■ Activity
Beginning with the line that includes "Note for the class: annotate every instance of the orange" and ending with the last line of the entries below, set down each line exactly; include no pictures.

■ Source data
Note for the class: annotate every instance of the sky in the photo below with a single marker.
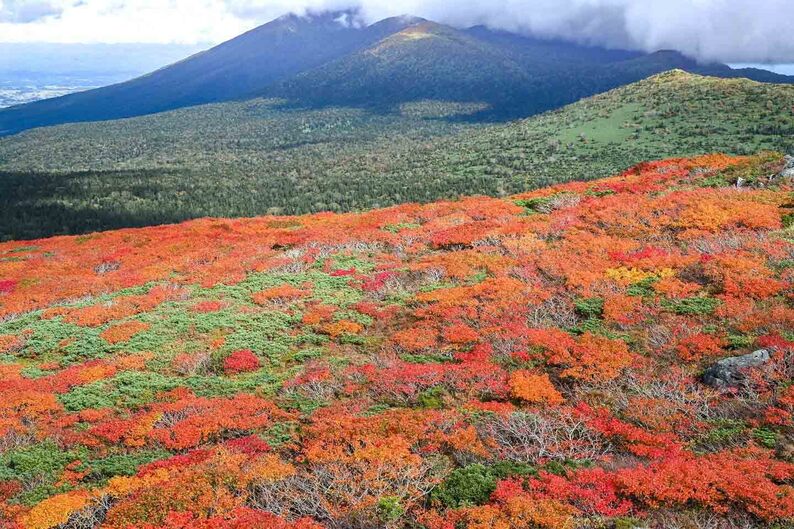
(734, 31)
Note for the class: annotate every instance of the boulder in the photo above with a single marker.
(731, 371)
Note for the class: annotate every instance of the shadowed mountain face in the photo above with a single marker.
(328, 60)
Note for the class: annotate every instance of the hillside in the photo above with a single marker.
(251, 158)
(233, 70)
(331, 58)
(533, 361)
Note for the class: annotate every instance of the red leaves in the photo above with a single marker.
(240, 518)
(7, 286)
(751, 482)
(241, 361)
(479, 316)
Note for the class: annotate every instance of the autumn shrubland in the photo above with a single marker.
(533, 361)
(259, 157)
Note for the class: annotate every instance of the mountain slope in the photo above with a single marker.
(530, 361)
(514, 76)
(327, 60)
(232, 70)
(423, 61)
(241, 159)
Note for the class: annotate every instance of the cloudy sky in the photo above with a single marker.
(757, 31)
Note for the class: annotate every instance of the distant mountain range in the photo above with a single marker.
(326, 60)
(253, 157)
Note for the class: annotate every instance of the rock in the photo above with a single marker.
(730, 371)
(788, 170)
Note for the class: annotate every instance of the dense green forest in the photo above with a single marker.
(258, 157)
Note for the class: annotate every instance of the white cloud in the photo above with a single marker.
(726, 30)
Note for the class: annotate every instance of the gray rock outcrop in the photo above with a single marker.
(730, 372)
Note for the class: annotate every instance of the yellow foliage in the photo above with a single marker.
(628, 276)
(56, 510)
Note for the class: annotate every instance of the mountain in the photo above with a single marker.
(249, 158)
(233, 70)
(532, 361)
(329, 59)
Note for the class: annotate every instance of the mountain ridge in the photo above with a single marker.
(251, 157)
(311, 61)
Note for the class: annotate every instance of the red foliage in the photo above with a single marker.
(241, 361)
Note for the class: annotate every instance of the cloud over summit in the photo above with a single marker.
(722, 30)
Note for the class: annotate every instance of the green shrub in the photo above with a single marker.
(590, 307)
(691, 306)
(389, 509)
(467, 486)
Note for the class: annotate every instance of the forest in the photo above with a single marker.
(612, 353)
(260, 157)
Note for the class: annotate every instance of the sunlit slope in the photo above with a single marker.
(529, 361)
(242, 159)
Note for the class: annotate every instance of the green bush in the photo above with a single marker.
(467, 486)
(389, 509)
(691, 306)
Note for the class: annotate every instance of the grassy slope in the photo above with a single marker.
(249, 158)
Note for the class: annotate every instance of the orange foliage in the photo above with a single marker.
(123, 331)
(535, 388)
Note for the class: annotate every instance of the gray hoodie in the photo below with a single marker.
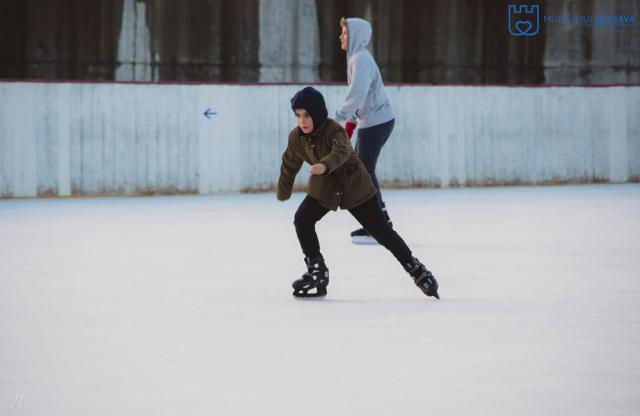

■ Worked solution
Note for the class: annotate every instance of the orange foliage in the photo above with a single marker.
(123, 331)
(535, 388)
Note for the class: annotate every instance of the gray hoodie in the photo below with a single marker.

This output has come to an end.